_The exercise_.
Repeat the whole of the data, keeping every detail the same.

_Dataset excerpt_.
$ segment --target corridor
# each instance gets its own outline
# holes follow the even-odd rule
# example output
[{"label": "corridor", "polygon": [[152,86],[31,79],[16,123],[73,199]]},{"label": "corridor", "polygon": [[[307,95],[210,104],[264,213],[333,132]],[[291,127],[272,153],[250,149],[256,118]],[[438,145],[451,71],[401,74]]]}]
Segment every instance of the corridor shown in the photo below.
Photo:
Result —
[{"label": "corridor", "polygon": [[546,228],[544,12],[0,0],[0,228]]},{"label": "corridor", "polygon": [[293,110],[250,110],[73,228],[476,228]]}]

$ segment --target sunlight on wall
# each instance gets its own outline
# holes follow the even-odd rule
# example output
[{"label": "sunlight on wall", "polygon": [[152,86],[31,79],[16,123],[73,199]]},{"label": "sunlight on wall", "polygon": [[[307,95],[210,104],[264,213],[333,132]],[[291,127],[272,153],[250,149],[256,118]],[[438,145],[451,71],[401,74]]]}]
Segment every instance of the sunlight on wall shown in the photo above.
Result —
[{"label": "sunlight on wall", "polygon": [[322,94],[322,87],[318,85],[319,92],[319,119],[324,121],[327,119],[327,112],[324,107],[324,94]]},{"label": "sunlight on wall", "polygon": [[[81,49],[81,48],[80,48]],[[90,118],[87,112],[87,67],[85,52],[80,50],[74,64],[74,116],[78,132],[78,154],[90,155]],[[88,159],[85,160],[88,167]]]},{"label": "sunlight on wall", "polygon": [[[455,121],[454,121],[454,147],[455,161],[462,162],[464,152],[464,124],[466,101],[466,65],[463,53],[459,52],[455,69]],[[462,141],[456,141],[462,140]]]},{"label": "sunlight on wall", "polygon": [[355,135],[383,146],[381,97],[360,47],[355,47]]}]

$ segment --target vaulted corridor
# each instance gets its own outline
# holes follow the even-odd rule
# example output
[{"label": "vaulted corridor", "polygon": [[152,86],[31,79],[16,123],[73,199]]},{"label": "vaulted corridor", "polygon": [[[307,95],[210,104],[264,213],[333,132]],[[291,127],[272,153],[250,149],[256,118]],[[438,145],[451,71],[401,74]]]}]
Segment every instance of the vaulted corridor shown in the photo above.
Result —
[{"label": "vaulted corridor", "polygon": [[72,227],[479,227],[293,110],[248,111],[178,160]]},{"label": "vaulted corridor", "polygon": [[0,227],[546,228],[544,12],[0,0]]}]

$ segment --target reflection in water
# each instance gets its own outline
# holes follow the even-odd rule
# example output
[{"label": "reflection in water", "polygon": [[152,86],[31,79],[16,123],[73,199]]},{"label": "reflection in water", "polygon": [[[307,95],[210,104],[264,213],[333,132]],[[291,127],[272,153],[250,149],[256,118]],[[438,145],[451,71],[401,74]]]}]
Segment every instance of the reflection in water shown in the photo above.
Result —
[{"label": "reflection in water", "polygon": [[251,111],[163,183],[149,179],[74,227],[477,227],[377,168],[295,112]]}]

_Task solution_.
$ segment --target corridor
# each instance gets its own outline
# holes follow the even-odd rule
# example output
[{"label": "corridor", "polygon": [[152,86],[31,79],[16,123],[73,199]]},{"label": "corridor", "polygon": [[[307,95],[210,104],[264,213],[333,132]],[[291,127],[272,153],[250,149],[256,118]],[[438,145],[451,71],[401,74]]]}]
Segment every instance of the corridor shown in the photo below.
Photo:
Result —
[{"label": "corridor", "polygon": [[546,228],[544,12],[0,0],[0,228]]},{"label": "corridor", "polygon": [[293,110],[250,110],[73,228],[476,228]]}]

$ segment --target sunlight on wall
# each instance gets its own outline
# holes follow the even-odd rule
# example output
[{"label": "sunlight on wall", "polygon": [[152,86],[31,79],[16,123],[73,199]]},{"label": "sunlight on wall", "polygon": [[[307,95],[210,104],[264,213],[333,132]],[[291,127],[272,153],[250,149],[256,118]],[[438,145],[451,71],[401,74]]]}]
Segment every instance of the sunlight on wall shown in the photo above.
Result —
[{"label": "sunlight on wall", "polygon": [[322,94],[322,87],[318,85],[319,92],[319,119],[324,121],[327,119],[327,112],[324,107],[324,94]]},{"label": "sunlight on wall", "polygon": [[[81,49],[81,48],[80,48]],[[90,118],[87,112],[87,67],[85,52],[80,50],[74,64],[74,116],[78,132],[78,154],[90,155]],[[88,159],[85,160],[88,167]]]},{"label": "sunlight on wall", "polygon": [[[455,121],[454,121],[454,147],[455,161],[462,162],[464,152],[464,124],[466,101],[466,65],[463,53],[459,52],[455,69]],[[462,141],[456,141],[462,140]]]},{"label": "sunlight on wall", "polygon": [[355,135],[383,146],[381,97],[360,47],[355,47]]}]

$ segment --target vaulted corridor
# each instance gets its own outline
# holes follow the even-odd rule
# example output
[{"label": "vaulted corridor", "polygon": [[152,86],[31,79],[16,123],[73,199]]},{"label": "vaulted corridor", "polygon": [[[307,95],[210,104],[264,213],[333,132]],[[291,127],[272,153],[250,149],[256,118]],[[438,145],[451,71],[401,74]]]}]
Segment every instance of the vaulted corridor shown in the photo above.
Result —
[{"label": "vaulted corridor", "polygon": [[72,227],[479,227],[293,110],[248,111],[178,160]]},{"label": "vaulted corridor", "polygon": [[0,227],[546,228],[544,12],[0,0]]}]

$ segment --target reflection in water
# each instance gets its own outline
# holes follow the even-odd rule
# example output
[{"label": "reflection in water", "polygon": [[152,86],[31,79],[16,123],[73,199]]},{"label": "reflection in water", "polygon": [[[307,95],[210,104],[264,213],[333,132]],[[291,127],[272,153],[250,149],[256,118]],[[438,145],[451,71],[401,74]]]}]
Segment every instance of the reflection in water shown in the photo above.
Result —
[{"label": "reflection in water", "polygon": [[251,111],[163,183],[149,179],[74,227],[477,227],[377,168],[295,112]]}]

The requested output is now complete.